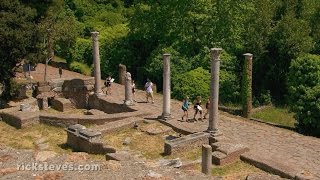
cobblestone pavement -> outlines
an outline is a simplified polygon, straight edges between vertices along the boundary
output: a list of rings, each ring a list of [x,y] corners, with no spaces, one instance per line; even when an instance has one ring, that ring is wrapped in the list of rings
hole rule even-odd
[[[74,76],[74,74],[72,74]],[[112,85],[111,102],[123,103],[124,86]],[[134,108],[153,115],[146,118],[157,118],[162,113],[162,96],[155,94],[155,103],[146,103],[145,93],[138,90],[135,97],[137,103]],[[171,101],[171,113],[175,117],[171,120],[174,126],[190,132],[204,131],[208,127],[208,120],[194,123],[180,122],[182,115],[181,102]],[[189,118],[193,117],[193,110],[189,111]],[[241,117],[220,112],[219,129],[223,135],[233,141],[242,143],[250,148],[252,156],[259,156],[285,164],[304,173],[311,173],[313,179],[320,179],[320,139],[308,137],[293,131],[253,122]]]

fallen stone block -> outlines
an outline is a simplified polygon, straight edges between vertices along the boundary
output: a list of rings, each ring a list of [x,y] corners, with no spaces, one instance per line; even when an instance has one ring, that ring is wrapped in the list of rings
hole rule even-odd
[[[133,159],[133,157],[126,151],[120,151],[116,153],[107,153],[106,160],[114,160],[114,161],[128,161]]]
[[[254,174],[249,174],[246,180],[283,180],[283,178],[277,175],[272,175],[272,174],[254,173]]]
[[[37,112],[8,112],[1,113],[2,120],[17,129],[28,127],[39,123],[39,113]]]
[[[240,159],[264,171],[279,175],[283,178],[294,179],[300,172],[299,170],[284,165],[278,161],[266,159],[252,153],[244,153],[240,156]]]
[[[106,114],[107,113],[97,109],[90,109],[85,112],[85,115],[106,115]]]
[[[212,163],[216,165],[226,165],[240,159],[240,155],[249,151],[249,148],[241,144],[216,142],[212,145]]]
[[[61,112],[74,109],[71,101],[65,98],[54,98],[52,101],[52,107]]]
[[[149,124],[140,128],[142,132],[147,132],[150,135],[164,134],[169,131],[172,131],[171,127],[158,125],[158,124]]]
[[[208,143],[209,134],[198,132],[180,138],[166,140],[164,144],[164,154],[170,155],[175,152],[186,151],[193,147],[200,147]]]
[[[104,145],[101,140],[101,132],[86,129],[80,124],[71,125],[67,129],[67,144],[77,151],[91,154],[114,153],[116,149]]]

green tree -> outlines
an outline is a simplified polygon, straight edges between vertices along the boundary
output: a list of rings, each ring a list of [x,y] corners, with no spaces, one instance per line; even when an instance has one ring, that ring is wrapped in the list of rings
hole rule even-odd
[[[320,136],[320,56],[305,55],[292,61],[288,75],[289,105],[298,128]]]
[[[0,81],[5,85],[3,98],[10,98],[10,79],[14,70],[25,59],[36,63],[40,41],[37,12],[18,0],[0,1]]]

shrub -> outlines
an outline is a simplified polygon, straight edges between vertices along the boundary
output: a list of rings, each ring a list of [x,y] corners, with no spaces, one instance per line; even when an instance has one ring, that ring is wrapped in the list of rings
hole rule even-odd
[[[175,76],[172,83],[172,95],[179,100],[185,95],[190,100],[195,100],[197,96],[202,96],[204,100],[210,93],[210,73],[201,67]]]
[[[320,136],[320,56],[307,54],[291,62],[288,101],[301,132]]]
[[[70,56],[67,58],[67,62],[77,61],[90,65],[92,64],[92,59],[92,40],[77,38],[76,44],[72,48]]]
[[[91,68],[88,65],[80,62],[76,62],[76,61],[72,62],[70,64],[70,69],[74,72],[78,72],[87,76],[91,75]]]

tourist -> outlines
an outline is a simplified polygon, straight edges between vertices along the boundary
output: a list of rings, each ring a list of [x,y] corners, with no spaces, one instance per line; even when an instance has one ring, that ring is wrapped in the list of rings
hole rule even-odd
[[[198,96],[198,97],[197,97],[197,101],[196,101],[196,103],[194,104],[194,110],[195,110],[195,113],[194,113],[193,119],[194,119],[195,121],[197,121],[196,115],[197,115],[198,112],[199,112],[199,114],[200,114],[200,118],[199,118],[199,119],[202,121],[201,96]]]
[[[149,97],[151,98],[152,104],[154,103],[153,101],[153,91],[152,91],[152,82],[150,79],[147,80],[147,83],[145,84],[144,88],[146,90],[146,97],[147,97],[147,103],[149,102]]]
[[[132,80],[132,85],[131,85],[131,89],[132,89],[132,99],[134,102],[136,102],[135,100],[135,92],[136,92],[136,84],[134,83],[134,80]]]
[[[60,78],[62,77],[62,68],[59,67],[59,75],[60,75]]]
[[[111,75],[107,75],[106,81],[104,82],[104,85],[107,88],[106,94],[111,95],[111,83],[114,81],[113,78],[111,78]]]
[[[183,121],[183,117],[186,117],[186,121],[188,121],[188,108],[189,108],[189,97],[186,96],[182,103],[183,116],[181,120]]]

WHAT THIS TASK INVOLVES: Arrange every line of the records above as a numbered list, skipping blank lines. Leave the pictures out of your answer.

RESULT OF THIS EXERCISE:
1. cobblestone pavement -> outlines
2. an outline is a simplified polygon, straight edges between vertices along the boundary
3. output: a list of rings, each ring a list of [x,y] corners, with no spaces, one instance per line; even when an instance has one ring, that ring is wrapped in the list of rings
4. hole rule even-odd
5. [[[74,76],[74,74],[72,74]],[[112,85],[111,102],[123,103],[124,86]],[[134,108],[153,115],[146,118],[157,118],[162,113],[162,96],[155,94],[155,103],[146,103],[145,93],[138,90],[135,97],[137,103]],[[171,101],[171,113],[175,117],[171,120],[174,126],[190,132],[204,131],[208,127],[208,120],[194,123],[180,122],[182,115],[181,102]],[[189,118],[193,117],[193,110],[189,111]],[[241,117],[220,112],[219,129],[223,135],[233,141],[242,143],[250,148],[252,156],[259,156],[285,164],[304,173],[311,173],[313,179],[320,179],[320,139],[308,137],[293,131],[253,122]]]
6. fallen stone block -> outlines
7. an outline is a simplified polygon, straight edges between vertices along the boundary
8. output: a list of rings, each ring a list of [x,y] corners, with no spaces, one instance per line; even when an instance has one ring, that ring is wrapped in the list of rings
9. hole rule even-odd
10. [[[133,159],[133,157],[126,151],[120,151],[116,153],[107,153],[106,160],[114,160],[114,161],[128,161]]]
11. [[[254,174],[249,174],[246,180],[283,180],[283,178],[277,175],[272,175],[272,174],[254,173]]]
12. [[[37,112],[8,112],[1,113],[2,120],[17,129],[28,127],[39,123],[39,113]]]
13. [[[240,159],[264,171],[279,175],[283,178],[294,179],[300,172],[299,170],[284,165],[278,161],[266,159],[252,153],[244,153],[240,156]]]
14. [[[106,114],[107,113],[97,109],[90,109],[85,112],[85,115],[106,115]]]
15. [[[212,163],[216,165],[226,165],[240,159],[240,155],[249,151],[249,148],[241,144],[216,142],[212,145]]]
16. [[[61,112],[74,109],[71,101],[65,98],[54,98],[52,101],[52,107]]]
17. [[[149,124],[140,128],[142,132],[147,132],[150,135],[164,134],[169,131],[172,131],[171,127],[158,125],[158,124]]]
18. [[[208,143],[209,134],[198,132],[180,138],[166,140],[164,144],[164,154],[170,155],[175,152],[186,151],[193,147],[200,147]]]
19. [[[104,145],[101,140],[101,132],[86,129],[80,124],[71,125],[67,129],[67,144],[77,151],[91,154],[114,153],[116,149]]]
20. green tree -> outlines
21. an outline is a simplified polygon, straight edges between vertices along the boundary
22. output: a list of rings, each ring a list of [x,y] corners, with no spaces, one instance per line; even when an instance has one ring, that ring is wrapped in the list of rings
23. hole rule even-odd
24. [[[320,136],[320,56],[305,55],[292,61],[288,75],[289,105],[298,128]]]
25. [[[0,81],[5,85],[3,98],[10,98],[10,79],[14,70],[25,59],[36,63],[40,41],[37,12],[18,0],[0,1]]]
26. shrub -> outlines
27. an outline is a simplified polygon, straight edges between vertices along the boundary
28. output: a list of rings, each ring a list of [x,y] corners, with no spaces, one instance per line; even when an instance has one ring, that ring is wrapped in the list of rings
29. hole rule even-odd
30. [[[175,76],[172,83],[172,95],[179,100],[185,95],[190,100],[195,100],[197,96],[202,96],[204,100],[210,93],[210,73],[201,67]]]
31. [[[320,136],[320,56],[307,54],[291,62],[288,101],[301,132]]]
32. [[[70,56],[67,58],[67,62],[77,61],[90,65],[92,64],[92,59],[92,40],[77,38],[76,44],[72,48]]]
33. [[[91,68],[88,65],[80,62],[76,62],[76,61],[72,62],[70,64],[70,69],[74,72],[78,72],[87,76],[91,75]]]
34. tourist -> outlines
35. an outline is a simplified polygon, straight edges between vertices along the boundary
36. output: a list of rings, each ring a list of [x,y] corners, with no spaces, one instance per line; even when an instance has one ring, that ring is wrapped in the list of rings
37. hole rule even-odd
38. [[[198,96],[198,97],[197,97],[197,101],[196,101],[196,103],[194,104],[194,110],[195,110],[195,113],[194,113],[193,119],[194,119],[195,121],[197,121],[196,115],[197,115],[198,112],[199,112],[199,114],[200,114],[200,118],[199,118],[199,119],[202,121],[201,96]]]
39. [[[149,97],[151,98],[152,104],[154,103],[153,101],[153,91],[152,91],[152,82],[150,79],[147,80],[147,83],[145,84],[144,88],[146,90],[146,97],[147,97],[147,103],[149,102]]]
40. [[[132,80],[132,85],[131,85],[131,89],[132,89],[132,99],[134,102],[136,102],[135,100],[135,92],[136,92],[136,84],[134,83],[134,80]]]
41. [[[60,78],[62,77],[62,68],[59,67],[59,75],[60,75]]]
42. [[[111,75],[107,75],[106,81],[104,82],[104,85],[107,88],[106,94],[111,95],[111,83],[114,81],[113,78],[111,78]]]
43. [[[183,121],[183,117],[186,117],[186,121],[188,121],[188,108],[189,108],[189,97],[186,96],[182,103],[183,116],[181,120]]]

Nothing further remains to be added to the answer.